Prompt
Please output only the lines that run from the line containing "of the overcast" through the end of the material below, exactly.

>> begin Records to process

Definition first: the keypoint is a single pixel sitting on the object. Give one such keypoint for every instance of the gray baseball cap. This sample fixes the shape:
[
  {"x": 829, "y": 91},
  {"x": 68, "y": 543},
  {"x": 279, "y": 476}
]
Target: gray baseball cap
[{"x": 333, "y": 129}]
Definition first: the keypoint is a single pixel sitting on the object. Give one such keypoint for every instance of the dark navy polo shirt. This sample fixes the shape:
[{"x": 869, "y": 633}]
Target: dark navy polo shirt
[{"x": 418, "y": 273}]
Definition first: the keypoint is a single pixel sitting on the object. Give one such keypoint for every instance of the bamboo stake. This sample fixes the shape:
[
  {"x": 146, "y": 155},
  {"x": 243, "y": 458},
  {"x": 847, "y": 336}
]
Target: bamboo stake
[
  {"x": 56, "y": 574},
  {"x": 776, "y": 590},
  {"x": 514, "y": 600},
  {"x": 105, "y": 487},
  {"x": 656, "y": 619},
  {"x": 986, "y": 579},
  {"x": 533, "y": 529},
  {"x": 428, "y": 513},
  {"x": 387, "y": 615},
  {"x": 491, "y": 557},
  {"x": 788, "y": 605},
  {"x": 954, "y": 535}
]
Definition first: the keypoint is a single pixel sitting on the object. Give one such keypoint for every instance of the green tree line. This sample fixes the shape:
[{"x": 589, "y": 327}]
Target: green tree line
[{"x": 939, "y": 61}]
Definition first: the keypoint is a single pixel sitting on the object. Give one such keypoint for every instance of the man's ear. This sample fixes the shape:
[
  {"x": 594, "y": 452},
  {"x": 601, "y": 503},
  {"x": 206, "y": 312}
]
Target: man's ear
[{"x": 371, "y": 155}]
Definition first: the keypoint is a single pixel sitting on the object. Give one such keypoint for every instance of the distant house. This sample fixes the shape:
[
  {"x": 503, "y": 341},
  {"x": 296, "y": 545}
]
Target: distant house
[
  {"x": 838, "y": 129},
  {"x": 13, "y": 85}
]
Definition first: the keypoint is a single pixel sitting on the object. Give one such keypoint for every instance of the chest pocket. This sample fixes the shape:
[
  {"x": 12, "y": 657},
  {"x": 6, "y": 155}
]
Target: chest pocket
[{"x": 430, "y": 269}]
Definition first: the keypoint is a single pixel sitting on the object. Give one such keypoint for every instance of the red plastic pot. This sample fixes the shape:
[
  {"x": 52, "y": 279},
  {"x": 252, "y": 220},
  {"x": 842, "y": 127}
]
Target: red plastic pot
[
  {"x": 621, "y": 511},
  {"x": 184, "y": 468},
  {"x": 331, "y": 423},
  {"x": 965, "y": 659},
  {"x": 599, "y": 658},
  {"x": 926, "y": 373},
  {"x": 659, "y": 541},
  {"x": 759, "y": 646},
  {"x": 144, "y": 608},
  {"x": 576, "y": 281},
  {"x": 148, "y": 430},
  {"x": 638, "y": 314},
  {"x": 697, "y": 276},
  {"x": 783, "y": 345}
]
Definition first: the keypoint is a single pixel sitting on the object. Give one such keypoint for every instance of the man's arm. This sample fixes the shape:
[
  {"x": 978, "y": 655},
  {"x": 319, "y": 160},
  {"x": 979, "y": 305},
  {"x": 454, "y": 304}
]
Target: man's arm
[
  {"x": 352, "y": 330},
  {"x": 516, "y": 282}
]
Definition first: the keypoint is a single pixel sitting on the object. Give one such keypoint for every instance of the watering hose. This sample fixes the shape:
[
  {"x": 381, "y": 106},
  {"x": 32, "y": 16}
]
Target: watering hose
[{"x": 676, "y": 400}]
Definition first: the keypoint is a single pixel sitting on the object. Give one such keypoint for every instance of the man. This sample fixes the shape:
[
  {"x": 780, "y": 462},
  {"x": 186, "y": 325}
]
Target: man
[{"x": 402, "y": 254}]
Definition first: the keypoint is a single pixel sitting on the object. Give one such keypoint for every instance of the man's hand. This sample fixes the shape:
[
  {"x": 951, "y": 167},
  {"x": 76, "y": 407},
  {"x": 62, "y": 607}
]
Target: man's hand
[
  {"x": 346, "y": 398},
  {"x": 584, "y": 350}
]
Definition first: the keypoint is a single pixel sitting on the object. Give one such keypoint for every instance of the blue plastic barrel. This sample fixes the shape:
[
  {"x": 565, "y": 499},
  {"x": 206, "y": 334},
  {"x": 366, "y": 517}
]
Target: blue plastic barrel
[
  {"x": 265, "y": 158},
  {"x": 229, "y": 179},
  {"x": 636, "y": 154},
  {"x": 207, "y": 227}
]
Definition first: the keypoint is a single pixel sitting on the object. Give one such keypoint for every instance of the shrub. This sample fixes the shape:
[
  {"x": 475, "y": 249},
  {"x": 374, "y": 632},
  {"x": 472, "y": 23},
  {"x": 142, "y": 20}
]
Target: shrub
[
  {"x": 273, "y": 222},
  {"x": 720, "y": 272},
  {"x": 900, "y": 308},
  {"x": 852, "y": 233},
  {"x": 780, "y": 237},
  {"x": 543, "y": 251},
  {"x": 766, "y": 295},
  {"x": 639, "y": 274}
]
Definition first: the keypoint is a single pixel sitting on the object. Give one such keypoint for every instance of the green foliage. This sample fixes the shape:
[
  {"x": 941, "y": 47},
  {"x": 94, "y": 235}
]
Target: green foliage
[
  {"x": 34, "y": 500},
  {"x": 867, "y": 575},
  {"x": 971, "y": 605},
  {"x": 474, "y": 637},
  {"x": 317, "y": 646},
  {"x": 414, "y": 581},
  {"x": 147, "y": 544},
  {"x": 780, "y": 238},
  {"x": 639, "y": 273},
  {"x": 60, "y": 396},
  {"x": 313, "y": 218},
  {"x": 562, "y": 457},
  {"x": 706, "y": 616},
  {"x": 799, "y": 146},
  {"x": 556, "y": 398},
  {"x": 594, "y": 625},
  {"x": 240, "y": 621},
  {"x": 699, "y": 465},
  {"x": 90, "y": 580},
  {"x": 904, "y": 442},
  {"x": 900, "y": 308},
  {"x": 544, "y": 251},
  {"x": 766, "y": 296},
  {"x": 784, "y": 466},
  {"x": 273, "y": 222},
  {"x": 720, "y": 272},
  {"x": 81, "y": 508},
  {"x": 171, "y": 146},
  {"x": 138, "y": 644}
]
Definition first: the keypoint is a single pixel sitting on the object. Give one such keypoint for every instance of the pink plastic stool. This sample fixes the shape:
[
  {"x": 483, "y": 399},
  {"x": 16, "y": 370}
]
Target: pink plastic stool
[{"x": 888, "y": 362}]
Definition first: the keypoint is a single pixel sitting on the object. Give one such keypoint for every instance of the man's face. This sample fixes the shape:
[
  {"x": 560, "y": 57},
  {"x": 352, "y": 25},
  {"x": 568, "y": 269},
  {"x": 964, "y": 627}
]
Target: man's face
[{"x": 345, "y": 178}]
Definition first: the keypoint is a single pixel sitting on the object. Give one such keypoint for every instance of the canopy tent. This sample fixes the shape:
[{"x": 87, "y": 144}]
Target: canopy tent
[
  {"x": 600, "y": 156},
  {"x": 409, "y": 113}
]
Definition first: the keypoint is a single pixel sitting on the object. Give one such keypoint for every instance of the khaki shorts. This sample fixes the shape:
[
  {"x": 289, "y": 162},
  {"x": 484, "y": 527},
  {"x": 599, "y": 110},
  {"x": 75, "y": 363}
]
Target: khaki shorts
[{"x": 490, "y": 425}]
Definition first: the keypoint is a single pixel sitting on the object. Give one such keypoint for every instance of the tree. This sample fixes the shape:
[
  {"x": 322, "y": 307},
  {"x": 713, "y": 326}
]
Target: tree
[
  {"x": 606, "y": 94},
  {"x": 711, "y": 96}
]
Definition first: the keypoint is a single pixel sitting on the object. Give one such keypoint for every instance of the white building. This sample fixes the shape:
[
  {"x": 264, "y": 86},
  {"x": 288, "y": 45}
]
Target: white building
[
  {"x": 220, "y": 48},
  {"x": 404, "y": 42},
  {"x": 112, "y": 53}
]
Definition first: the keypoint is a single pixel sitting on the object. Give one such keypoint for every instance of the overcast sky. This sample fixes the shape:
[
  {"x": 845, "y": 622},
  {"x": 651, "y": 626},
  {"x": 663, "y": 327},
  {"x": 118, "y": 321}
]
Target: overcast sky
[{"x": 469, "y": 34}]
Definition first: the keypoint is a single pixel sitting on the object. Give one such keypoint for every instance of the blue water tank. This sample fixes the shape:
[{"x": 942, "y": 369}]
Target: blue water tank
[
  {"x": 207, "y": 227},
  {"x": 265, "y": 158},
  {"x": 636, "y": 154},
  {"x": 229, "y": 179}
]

>> end Records to process

Response
Definition first: the keypoint is a single pixel sitting on the object. Give one such keypoint for every instance of the overcast sky. This sample fixes the shape:
[
  {"x": 845, "y": 622},
  {"x": 651, "y": 626},
  {"x": 663, "y": 327},
  {"x": 118, "y": 321}
]
Target: overcast sky
[{"x": 469, "y": 34}]
Definition first: the keypoint is a single pixel sitting on the object. Give one such keypoint for every instance of the blue water tank. This sample fixes the shape:
[{"x": 942, "y": 369}]
Target: blue water tank
[
  {"x": 207, "y": 227},
  {"x": 265, "y": 158},
  {"x": 636, "y": 154},
  {"x": 229, "y": 179}
]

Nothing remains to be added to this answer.